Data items
========================================================================
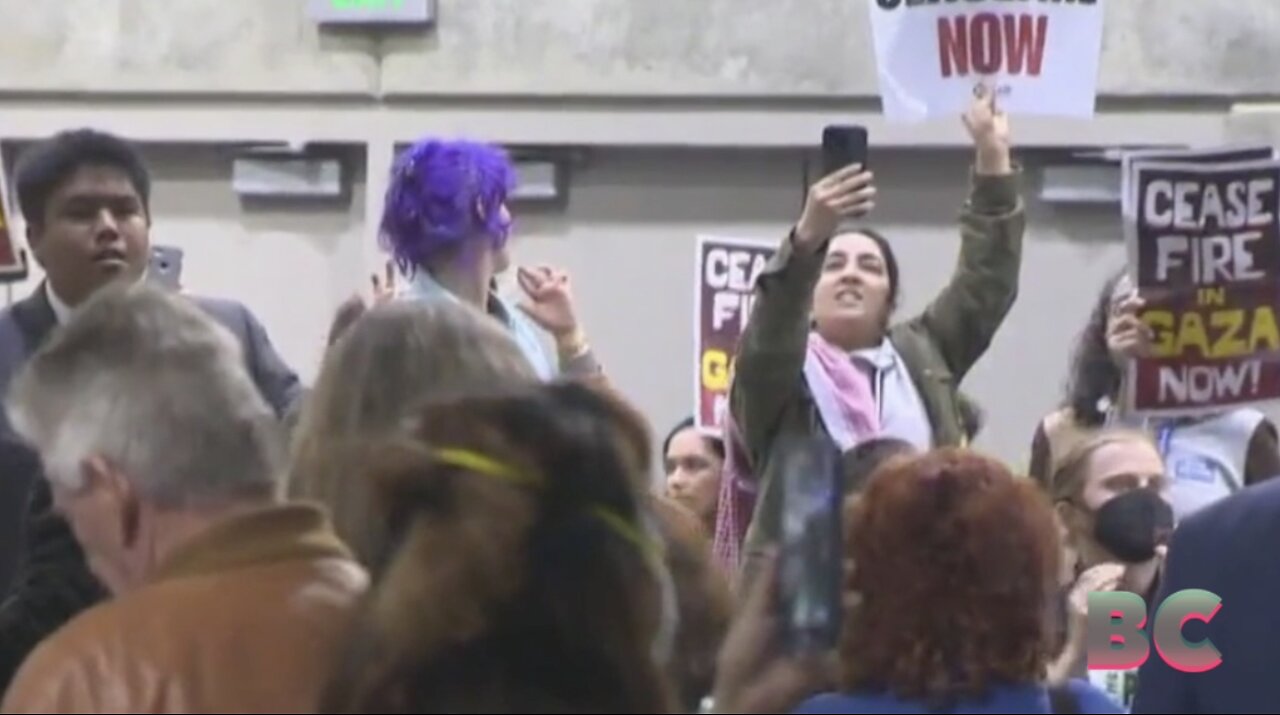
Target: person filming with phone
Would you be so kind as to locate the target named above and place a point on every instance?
(821, 353)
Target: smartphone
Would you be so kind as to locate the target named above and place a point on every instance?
(842, 145)
(167, 266)
(812, 554)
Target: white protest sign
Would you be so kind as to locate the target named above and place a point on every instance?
(12, 266)
(1042, 58)
(723, 294)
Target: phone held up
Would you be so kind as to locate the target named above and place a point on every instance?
(844, 145)
(165, 266)
(810, 560)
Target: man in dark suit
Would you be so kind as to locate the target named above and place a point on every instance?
(1224, 549)
(86, 198)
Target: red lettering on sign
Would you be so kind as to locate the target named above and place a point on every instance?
(991, 44)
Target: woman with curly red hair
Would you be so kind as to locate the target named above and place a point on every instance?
(956, 565)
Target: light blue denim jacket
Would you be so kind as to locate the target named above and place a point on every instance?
(528, 337)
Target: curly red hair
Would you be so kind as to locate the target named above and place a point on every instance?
(952, 568)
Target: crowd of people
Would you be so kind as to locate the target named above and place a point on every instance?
(460, 513)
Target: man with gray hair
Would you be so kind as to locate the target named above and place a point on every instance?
(167, 461)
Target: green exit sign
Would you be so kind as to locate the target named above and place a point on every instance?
(371, 12)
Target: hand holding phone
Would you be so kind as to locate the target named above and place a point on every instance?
(165, 266)
(842, 146)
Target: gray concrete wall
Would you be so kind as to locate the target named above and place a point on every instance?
(644, 47)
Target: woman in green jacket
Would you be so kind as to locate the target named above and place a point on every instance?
(844, 285)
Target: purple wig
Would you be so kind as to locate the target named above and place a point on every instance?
(446, 197)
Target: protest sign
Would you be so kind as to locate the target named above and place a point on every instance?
(1206, 260)
(1129, 160)
(1042, 58)
(723, 293)
(12, 266)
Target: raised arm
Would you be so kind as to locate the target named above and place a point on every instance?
(772, 349)
(964, 317)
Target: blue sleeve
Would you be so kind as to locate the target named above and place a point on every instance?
(828, 702)
(275, 380)
(1160, 687)
(1089, 699)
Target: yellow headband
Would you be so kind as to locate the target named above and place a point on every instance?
(481, 464)
(489, 467)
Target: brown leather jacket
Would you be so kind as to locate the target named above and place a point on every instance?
(246, 618)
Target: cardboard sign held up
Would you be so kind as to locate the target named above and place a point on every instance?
(1205, 256)
(1041, 58)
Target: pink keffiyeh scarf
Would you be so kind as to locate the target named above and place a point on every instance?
(842, 395)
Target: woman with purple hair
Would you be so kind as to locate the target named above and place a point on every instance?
(446, 224)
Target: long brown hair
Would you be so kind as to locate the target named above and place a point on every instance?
(703, 596)
(524, 578)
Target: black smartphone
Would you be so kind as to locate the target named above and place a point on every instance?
(165, 266)
(842, 145)
(812, 554)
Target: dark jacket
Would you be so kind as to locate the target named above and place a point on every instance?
(41, 565)
(1225, 549)
(769, 399)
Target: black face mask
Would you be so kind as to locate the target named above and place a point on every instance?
(1132, 525)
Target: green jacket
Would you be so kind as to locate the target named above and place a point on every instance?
(769, 400)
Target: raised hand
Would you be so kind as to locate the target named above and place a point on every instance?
(549, 299)
(848, 192)
(988, 128)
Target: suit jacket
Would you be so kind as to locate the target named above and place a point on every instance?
(1226, 549)
(42, 568)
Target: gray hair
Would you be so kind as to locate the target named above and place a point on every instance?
(146, 380)
(391, 361)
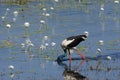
========================================================================
When a line above contains the string "gray", copy that line.

SOLVED PROBLEM
Target: man with gray hair
Target: gray concrete wall
Target: gray hair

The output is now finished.